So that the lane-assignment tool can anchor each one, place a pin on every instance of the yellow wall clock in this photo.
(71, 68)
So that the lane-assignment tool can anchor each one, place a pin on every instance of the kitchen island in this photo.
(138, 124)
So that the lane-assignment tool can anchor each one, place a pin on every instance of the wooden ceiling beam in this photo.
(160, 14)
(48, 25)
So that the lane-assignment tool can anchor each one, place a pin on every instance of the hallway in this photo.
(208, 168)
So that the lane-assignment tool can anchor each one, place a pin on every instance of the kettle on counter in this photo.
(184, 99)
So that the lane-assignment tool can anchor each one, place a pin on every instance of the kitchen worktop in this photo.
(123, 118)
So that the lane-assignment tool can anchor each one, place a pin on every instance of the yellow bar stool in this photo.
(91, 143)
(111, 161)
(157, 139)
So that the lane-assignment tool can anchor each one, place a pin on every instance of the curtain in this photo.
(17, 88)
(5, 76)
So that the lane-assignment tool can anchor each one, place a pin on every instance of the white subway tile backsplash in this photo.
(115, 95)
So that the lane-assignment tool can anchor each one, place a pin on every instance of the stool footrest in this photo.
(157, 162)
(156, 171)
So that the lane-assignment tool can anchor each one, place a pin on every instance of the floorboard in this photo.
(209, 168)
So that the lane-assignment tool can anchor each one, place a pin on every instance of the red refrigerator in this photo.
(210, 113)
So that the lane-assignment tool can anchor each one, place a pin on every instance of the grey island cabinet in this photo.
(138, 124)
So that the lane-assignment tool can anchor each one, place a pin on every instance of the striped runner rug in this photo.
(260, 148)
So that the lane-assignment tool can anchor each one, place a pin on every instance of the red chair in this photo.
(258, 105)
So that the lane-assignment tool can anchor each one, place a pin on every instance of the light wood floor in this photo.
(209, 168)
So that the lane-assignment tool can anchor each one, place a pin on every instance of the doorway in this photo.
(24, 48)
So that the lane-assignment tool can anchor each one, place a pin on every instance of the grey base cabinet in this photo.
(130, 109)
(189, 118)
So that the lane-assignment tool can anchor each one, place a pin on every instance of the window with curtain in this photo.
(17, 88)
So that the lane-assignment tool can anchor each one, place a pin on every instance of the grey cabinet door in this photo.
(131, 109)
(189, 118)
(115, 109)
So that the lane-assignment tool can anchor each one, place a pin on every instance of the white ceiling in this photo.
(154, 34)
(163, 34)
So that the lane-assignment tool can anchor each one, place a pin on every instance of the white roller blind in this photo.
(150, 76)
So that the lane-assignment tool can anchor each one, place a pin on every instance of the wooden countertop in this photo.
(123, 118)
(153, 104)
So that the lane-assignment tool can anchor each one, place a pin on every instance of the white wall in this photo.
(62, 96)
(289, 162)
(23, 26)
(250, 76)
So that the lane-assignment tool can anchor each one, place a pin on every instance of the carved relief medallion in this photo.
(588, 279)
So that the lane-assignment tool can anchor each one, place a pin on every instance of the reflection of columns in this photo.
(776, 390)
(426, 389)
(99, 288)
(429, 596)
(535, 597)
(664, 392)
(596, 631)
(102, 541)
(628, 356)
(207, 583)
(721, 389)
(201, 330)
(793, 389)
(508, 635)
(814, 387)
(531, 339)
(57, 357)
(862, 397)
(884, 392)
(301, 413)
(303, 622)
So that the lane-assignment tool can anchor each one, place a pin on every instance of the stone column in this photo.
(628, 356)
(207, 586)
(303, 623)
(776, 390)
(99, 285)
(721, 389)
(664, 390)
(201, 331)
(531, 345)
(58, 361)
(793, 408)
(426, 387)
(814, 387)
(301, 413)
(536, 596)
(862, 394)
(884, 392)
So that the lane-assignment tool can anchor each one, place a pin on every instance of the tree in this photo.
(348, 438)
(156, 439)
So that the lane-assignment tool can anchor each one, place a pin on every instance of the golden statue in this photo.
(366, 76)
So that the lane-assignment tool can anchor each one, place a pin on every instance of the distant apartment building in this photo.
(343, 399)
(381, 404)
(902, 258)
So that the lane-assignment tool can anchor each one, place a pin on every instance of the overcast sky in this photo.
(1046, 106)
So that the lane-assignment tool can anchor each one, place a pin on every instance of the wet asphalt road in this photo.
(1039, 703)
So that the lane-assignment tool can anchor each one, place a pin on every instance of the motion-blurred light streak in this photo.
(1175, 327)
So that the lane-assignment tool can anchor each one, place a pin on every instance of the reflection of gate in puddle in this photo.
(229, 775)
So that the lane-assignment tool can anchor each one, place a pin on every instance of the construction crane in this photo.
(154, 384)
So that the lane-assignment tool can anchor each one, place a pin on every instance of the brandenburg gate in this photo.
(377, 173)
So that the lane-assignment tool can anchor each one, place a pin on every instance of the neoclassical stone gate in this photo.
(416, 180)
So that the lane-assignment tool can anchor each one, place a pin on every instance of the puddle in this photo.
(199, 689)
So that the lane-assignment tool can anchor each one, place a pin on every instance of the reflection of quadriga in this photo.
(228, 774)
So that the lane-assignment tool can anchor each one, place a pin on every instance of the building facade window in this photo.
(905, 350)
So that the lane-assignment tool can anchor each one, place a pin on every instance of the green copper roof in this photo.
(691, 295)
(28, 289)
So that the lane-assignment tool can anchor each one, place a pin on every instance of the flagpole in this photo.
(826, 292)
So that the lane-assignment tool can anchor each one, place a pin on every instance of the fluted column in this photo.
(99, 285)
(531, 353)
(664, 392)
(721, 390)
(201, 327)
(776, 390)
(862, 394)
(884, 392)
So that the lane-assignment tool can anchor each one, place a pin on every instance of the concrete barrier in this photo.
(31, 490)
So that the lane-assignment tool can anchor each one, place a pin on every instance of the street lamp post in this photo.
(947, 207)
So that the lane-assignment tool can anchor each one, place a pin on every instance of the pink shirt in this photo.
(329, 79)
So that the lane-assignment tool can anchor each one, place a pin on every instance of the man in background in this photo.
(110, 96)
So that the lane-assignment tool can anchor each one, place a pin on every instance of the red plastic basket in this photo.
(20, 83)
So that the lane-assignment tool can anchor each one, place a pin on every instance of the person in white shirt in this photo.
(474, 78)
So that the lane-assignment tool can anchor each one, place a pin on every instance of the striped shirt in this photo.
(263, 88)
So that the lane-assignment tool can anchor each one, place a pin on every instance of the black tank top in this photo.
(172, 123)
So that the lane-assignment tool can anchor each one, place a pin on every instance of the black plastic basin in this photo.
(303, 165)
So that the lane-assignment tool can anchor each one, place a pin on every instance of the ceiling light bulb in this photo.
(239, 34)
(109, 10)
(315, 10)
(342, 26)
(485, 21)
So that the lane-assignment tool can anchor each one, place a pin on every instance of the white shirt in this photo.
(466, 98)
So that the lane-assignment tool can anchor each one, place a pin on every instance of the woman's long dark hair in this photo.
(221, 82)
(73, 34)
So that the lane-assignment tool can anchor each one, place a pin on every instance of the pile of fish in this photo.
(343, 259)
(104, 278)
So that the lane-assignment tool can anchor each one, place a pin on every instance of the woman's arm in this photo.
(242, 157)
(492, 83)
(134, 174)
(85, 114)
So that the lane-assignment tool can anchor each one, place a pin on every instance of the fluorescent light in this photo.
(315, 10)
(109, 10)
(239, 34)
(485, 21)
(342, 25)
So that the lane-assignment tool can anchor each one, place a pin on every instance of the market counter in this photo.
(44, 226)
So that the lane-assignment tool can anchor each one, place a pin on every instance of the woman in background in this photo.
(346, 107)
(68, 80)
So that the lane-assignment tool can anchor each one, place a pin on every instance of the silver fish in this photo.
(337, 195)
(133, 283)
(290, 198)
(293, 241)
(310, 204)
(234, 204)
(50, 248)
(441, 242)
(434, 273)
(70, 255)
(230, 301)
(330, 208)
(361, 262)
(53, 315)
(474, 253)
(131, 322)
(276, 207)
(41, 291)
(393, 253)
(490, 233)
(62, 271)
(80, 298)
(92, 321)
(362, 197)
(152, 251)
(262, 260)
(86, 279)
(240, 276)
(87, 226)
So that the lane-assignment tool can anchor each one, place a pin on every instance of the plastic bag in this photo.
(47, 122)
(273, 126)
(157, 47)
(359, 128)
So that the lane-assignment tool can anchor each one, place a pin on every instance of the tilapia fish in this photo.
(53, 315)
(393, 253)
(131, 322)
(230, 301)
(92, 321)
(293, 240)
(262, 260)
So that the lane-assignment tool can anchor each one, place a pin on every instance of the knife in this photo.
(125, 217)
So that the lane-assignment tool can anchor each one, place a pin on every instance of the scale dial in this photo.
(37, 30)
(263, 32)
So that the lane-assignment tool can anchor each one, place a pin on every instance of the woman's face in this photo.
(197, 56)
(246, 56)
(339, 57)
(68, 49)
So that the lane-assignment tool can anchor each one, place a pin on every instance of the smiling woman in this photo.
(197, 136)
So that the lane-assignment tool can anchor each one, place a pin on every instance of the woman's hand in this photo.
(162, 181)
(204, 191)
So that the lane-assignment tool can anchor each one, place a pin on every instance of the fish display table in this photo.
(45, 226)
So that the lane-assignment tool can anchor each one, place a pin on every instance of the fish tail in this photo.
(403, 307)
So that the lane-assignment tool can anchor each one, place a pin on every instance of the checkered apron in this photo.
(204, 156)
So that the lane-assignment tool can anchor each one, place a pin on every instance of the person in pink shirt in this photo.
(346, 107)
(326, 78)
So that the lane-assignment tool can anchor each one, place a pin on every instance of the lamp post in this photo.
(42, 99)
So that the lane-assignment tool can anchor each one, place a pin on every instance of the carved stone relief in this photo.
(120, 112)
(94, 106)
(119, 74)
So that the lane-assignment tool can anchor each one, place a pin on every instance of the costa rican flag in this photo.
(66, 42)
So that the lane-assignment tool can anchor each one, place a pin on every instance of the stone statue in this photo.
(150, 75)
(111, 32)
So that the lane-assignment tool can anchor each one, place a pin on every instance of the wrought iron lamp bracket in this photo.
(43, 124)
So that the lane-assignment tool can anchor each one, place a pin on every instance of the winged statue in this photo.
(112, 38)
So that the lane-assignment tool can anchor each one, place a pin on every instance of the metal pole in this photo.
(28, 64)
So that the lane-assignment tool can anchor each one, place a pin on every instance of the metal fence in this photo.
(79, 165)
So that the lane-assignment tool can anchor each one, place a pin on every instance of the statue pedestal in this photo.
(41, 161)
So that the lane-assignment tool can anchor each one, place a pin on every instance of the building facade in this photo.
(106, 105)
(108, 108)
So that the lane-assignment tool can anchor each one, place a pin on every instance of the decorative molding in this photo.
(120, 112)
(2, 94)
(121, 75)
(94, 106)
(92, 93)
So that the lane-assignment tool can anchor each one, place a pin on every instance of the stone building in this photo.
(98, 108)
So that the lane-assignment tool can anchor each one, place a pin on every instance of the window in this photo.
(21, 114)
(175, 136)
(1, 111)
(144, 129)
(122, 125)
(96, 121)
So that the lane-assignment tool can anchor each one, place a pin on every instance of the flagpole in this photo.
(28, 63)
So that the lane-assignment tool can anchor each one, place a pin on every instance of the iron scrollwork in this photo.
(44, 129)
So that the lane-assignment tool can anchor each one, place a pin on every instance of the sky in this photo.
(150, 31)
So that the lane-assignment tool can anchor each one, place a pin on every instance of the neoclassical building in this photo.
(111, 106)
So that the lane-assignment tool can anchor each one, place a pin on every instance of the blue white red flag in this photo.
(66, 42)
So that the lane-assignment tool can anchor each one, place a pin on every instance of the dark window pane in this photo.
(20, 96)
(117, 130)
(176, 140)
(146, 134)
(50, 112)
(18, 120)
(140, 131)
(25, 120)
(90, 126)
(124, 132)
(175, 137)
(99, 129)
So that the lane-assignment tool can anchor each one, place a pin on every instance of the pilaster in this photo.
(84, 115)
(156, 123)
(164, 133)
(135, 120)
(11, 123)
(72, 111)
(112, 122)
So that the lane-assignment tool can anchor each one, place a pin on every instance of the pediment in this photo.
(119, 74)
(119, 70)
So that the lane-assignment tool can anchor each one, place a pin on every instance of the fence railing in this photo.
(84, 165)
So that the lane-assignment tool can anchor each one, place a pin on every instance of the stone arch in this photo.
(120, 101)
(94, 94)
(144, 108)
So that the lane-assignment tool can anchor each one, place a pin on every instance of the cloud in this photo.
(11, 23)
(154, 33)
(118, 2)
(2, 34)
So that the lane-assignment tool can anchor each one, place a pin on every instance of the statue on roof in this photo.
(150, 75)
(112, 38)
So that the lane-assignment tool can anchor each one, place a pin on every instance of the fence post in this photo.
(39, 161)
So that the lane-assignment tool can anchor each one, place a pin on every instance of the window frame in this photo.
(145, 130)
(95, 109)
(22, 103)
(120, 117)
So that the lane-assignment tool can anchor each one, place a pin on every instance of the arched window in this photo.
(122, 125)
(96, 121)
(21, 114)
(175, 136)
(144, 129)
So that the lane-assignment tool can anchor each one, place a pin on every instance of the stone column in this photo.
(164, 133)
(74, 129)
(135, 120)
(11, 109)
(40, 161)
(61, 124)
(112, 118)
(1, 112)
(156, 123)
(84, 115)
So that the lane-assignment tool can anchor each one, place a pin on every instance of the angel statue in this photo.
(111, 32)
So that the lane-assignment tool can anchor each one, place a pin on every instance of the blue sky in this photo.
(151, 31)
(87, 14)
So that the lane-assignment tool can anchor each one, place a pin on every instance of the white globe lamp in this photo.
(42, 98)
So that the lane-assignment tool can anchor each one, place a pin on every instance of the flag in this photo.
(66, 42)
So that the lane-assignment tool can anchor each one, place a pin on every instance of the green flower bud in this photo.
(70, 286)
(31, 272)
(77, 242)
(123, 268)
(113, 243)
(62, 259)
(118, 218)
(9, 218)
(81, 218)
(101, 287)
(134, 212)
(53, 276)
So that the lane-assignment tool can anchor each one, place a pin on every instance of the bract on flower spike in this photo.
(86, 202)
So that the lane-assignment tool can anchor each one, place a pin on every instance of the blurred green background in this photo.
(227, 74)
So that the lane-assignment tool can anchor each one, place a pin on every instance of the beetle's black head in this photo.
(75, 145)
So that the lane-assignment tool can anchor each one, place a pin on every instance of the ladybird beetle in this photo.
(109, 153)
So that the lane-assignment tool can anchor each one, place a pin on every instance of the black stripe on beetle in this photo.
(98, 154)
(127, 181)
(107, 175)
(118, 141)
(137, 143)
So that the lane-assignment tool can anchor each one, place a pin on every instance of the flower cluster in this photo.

**What you have to do**:
Your task is to output exactly the lines running from the one with "green background in this photo." through the final line of the material above, with both ends included.

**Written response**:
So that the lane-assignment tool can anchor each one, place a pin on every instance of the blurred green background in this photo.
(227, 74)
So that the lane-assignment tool can anchor each one, place a pin on every instance of the beetle's black head in this photo.
(75, 145)
So that the lane-assignment tool can anchor each one, place a pin on every instance of the ladybird beetle in this photo.
(109, 153)
So that the lane-assignment tool can anchor each one, place a pin on every instance of the black stripe on beetle in this photo.
(98, 154)
(127, 181)
(107, 175)
(118, 141)
(137, 143)
So that the lane-assignment tool can anchor each one, place a pin on every instance of the flower cluster in this photo.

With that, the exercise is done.